#### What is expected:
Copy all of the entries below word for word, keeping every line in the same order and form.

───── Provided records ─────

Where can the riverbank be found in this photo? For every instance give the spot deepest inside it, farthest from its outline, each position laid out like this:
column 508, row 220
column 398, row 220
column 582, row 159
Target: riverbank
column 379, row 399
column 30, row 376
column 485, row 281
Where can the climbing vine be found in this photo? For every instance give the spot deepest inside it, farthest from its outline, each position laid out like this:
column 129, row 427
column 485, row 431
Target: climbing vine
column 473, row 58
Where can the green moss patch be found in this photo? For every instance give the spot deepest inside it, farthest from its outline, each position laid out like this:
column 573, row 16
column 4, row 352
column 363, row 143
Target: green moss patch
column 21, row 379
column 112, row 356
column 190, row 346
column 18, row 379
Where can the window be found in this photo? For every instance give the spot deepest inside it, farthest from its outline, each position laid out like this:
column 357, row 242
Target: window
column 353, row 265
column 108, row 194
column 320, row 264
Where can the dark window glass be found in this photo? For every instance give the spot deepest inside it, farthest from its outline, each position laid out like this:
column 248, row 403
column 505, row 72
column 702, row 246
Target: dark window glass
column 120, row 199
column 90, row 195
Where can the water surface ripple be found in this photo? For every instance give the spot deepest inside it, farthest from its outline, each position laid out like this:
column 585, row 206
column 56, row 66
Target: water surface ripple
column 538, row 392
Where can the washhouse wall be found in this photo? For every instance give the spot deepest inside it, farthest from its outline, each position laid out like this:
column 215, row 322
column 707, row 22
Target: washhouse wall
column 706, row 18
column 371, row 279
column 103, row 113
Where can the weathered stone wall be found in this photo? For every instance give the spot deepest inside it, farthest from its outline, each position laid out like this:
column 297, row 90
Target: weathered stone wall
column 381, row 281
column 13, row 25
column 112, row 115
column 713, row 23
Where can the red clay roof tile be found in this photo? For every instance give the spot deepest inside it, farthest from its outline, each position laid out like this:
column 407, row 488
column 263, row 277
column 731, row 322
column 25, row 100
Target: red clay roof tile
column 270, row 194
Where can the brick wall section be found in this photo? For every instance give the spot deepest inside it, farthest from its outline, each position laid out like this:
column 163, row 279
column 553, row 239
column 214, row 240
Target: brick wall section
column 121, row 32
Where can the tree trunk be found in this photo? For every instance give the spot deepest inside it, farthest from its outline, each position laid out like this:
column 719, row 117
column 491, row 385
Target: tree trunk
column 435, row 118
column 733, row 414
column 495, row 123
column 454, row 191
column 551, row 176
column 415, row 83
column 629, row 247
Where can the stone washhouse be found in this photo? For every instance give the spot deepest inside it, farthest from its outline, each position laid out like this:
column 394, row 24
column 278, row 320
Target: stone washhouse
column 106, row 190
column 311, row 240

─────

#### Result of this exercise:
Where can the riverbank be found in this photo? For every instance give the spot deepest inside it, farthest from its outline, each position laid out like this:
column 508, row 220
column 398, row 220
column 582, row 159
Target: riverbank
column 379, row 399
column 30, row 376
column 485, row 281
Where can the climbing vine be found in this photo? For every instance give the spot deepest inside it, farthest from its outline, each position laid out like this:
column 129, row 427
column 485, row 431
Target: climbing vine
column 473, row 58
Where can the green moss patch be found in this photo? For every instance give the spot deepest inside it, farthest from its outline, each position laid out like this:
column 573, row 16
column 4, row 352
column 363, row 143
Target: green moss patch
column 21, row 379
column 112, row 356
column 190, row 346
column 18, row 379
Where can the window be found in this photo? For every instance give the spot deepest inside it, farthest from its outline, each position laid out like this:
column 357, row 242
Target: window
column 353, row 265
column 108, row 194
column 320, row 264
Where can the dark window glass be found in this photo? For every instance give the spot deepest inside it, farthest from its outline, each position laid out like this:
column 248, row 403
column 505, row 72
column 702, row 246
Target: dark window glass
column 120, row 199
column 90, row 195
Where can the water surface ripple be found in this photo? For every instance give the spot deepest inside it, farthest from its outline, each position laid out like this:
column 585, row 206
column 56, row 66
Target: water surface ripple
column 538, row 392
Where can the washhouse wall be found in this photo? For every instance give the spot deepest inside it, farthest from its outline, each position laid out like this:
column 215, row 322
column 707, row 22
Target: washhouse wall
column 706, row 18
column 371, row 279
column 103, row 113
Where can the weathered stone wall be found in this photo? For every instance give the spot deepest inside it, farthest from its outline, each position laid out like this:
column 297, row 90
Target: weathered stone wall
column 381, row 281
column 13, row 25
column 112, row 115
column 713, row 23
Where can the red clay roof tile be found in this photo? For every instance give the spot deepest inside it, farthest from its outline, each position laid out like this:
column 407, row 488
column 263, row 277
column 731, row 322
column 25, row 100
Target: red clay roof tile
column 270, row 194
Where can the brick wall section be found in this photo? For every instance give the spot deepest inside it, farthest from its outline, each position laid out like this:
column 163, row 279
column 553, row 239
column 214, row 240
Target: brick wall section
column 121, row 32
Where can the tree trunk be found in this photo? For every instance give the spot deepest inside it, farthest from its outline, each position laid out like this:
column 719, row 117
column 491, row 385
Target: tree trunk
column 435, row 118
column 733, row 414
column 495, row 123
column 454, row 191
column 551, row 176
column 415, row 83
column 629, row 247
Where can the stone washhouse be found in this photo? For every instance give the spot deepest inside it, farthest from its outline, each position laid out like this:
column 394, row 24
column 278, row 320
Target: stone washhouse
column 106, row 190
column 311, row 240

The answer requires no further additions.